Source document:
○ ○ ○ ○

# the oak tree inn truro (feb 2011 )



## muppet (Mar 19, 2011)

the oak tree inn has been bought by Newquay-based Walker Developments and have been given permission to build a car wash and café on the land in 2009. looked like a nice pub once even had leccy in one room . pics arent the best sorry

























































































didnt try the pint wasnt that brave 




and this is what is left now


----------



## Goldie87 (Mar 19, 2011)

Nice that you got some pics, always a shame to see a pub go


----------



## smiler (Mar 20, 2011)

Fair Play Muppet,
It was a great find by you, but next time could you maybe give me a wee bit of warning before you light the f*****g place up, frightened the life out of me you did.


----------



## swanseamale47 (Mar 20, 2011)

Goldie87 said:


> Nice that you got some pics, always a shame to see a pub go



I read somewhere theres about 30 a day closing across the country, sad but with the recession it may get worse, it seems people are drinking at home to save money.


----------



## weldybren (Mar 20, 2011)

Used to frequent this place quite a bit. shame. 
wasnt aware it was a walker job, that bloke must own half of cornwall by now!


----------



## muppet (Mar 20, 2011)

weldybren said:


> Used to frequent this place quite a bit. shame.
> wasnt aware it was a walker job, that bloke must own half of cornwall by now!



you know him aswell he owns a load of land oppisite the garage i rent wants to build on that to


----------



## weldybren (Mar 20, 2011)

did loads of work for 'them' when they refurbed their premises a few years back, half of padstow, a few places in truro and monkey tree. i think the padstow thing was in response to mr steins attempt at domination  hehe


----------



## J_a_t_33 (Mar 26, 2011)

Explorer dog!!! Another good find there! So many places to explore in Cornwall!


----------

○ ○ ○ ○

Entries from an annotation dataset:

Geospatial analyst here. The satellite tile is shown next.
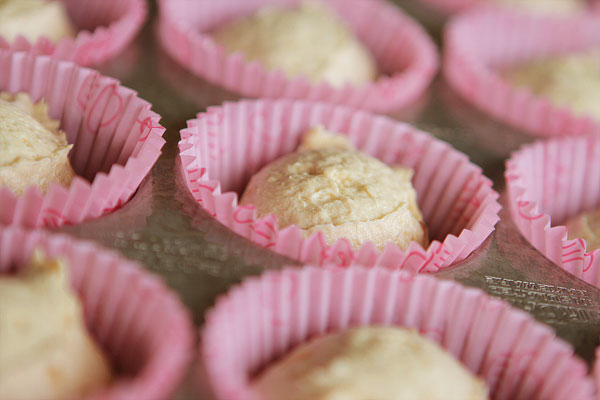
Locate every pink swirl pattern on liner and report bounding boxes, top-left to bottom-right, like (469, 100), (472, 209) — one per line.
(196, 265), (598, 400)
(157, 0), (438, 112)
(443, 7), (600, 137)
(0, 0), (148, 66)
(179, 100), (500, 272)
(505, 136), (600, 287)
(0, 49), (165, 228)
(0, 227), (194, 400)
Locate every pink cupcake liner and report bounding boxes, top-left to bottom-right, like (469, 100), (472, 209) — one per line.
(444, 9), (600, 136)
(158, 0), (438, 111)
(0, 50), (165, 227)
(179, 100), (500, 272)
(200, 266), (593, 400)
(505, 136), (600, 287)
(0, 227), (194, 400)
(420, 0), (600, 14)
(0, 0), (147, 66)
(593, 347), (600, 399)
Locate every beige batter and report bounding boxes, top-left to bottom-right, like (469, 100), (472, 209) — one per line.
(0, 93), (75, 196)
(0, 252), (111, 400)
(240, 128), (428, 250)
(214, 1), (377, 87)
(488, 0), (586, 14)
(565, 210), (600, 251)
(253, 327), (488, 400)
(0, 0), (75, 42)
(504, 51), (600, 119)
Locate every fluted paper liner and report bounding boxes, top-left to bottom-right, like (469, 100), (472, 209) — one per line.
(420, 0), (600, 16)
(505, 136), (600, 287)
(0, 0), (147, 66)
(158, 0), (438, 111)
(200, 266), (593, 400)
(179, 100), (500, 272)
(0, 227), (194, 400)
(444, 8), (600, 136)
(0, 50), (165, 227)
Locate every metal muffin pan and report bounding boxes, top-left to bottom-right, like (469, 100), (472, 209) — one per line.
(44, 1), (600, 399)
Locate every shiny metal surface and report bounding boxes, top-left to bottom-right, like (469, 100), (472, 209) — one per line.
(51, 2), (600, 399)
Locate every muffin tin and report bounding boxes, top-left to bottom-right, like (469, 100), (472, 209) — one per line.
(4, 1), (600, 400)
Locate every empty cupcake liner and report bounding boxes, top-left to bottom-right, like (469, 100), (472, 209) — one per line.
(200, 266), (593, 400)
(158, 0), (438, 111)
(444, 8), (600, 136)
(505, 136), (600, 287)
(179, 100), (500, 272)
(0, 227), (194, 400)
(0, 50), (165, 227)
(0, 0), (147, 66)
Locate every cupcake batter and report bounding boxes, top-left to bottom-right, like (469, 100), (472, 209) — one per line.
(0, 252), (111, 400)
(214, 2), (377, 87)
(0, 93), (75, 196)
(504, 51), (600, 120)
(253, 327), (488, 400)
(0, 0), (75, 43)
(240, 128), (428, 250)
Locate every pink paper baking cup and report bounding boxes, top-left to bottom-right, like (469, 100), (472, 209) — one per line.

○ ○ ○ ○

Challenge: Write out the part of the forum thread about the Oak Tree Inn that opens with the words containing "## smiler (Mar" and closes with "swanseamale47 (Mar 20, 2011)", changing "warning" to "notice". These records have no connection to the forum thread about the Oak Tree Inn.

Solution to the exercise:
## smiler (Mar 20, 2011)

Fair Play Muppet,
It was a great find by you, but next time could you maybe give me a wee bit of notice before you light the f*****g place up, frightened the life out of me you did.


----------



## swanseamale47 (Mar 20, 2011)